Short exercise:
Format the records as a two-column CSV with the header instruction,output: one row per record, holding its text and its answer, each in a single quoted field with line breaks replaced by spaces.

Information shown:
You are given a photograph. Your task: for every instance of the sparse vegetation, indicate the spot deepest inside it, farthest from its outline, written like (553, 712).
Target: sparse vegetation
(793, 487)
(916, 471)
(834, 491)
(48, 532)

The reply:
instruction,output
"You are given a photograph. Your task: for every instance of the sparse vegetation, indicate the spot deepest inside it, farthest from its outline, written like (553, 712). Target: sparse vegetation","(793, 487) (916, 471) (834, 491) (48, 532)"